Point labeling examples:
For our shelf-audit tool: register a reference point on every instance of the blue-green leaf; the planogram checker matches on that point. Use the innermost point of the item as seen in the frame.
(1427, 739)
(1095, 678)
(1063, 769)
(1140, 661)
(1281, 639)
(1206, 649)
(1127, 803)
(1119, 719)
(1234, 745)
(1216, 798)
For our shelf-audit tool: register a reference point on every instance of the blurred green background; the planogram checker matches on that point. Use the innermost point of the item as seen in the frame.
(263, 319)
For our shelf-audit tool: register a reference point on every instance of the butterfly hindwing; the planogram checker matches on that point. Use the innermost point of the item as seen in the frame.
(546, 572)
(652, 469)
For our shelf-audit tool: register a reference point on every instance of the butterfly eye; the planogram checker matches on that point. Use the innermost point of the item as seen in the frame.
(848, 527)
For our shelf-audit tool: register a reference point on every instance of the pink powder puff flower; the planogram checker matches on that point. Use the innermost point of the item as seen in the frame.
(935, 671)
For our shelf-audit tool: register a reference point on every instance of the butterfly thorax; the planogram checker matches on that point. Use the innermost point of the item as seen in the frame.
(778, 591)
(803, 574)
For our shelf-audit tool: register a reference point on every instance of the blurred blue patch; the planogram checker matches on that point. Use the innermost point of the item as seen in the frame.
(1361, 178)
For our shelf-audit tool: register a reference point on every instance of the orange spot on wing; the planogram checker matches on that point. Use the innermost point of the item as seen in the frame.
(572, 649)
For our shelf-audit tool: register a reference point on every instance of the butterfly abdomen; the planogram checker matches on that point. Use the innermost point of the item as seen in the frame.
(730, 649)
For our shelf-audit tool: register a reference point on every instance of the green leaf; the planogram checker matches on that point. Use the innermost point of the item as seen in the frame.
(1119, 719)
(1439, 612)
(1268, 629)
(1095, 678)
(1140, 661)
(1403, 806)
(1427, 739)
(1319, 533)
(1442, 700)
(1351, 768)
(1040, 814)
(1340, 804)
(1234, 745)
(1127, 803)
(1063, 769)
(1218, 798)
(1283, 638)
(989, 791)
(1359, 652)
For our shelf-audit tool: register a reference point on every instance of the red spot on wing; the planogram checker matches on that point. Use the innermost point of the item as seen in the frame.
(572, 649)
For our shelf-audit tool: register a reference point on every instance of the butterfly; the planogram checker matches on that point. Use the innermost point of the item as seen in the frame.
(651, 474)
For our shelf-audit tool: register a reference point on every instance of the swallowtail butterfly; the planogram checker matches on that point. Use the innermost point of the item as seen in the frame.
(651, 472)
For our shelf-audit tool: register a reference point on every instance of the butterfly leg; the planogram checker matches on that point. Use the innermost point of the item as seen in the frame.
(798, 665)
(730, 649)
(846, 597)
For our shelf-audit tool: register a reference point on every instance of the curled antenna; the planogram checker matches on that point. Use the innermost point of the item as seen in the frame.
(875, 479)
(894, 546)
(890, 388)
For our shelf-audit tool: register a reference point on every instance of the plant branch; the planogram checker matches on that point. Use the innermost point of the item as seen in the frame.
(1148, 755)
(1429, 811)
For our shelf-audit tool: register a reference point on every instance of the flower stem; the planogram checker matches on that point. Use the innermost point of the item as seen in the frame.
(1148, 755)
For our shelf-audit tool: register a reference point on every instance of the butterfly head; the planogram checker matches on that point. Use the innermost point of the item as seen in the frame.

**Prompt**.
Repeat the line that contains "of the swallowtail", then every line after it until the records end, with nothing added.

**Written response**.
For our shelf-audit tool: register a reference point on every instance of the swallowtail butterfly; the planogram checker matches on that point. Use the innermost point of the item as seen in the frame.
(651, 472)
For our shelf-audit tool: register a reference point on every instance of the butterfly leg; the planogram checker matches on that point. Use the innermost point of the item as seen in the frame.
(798, 665)
(730, 649)
(846, 597)
For our shelf-audit tool: register a reference point on every instance of the curled antenna; the planogram checker matches on that point. Use the innermost point of the item as seen in the frame.
(875, 479)
(894, 546)
(890, 388)
For our shelf-audit tool: register a reference point on every instance of the plant branch; the planogram checker matches on that point. Use the innermost point of the item as seen in the frame.
(1148, 755)
(1429, 811)
For our shelf-audit tool: register a reference point on every instance of the flower stem; the planogram checker matches on that point. Use the innermost point of the item as seen in the frame.
(1148, 755)
For our shelf-audit tool: register a reference point on every instance of the butterfly head; the planogram checker matches on that point. Use the innermost point of the item as seen in the frame.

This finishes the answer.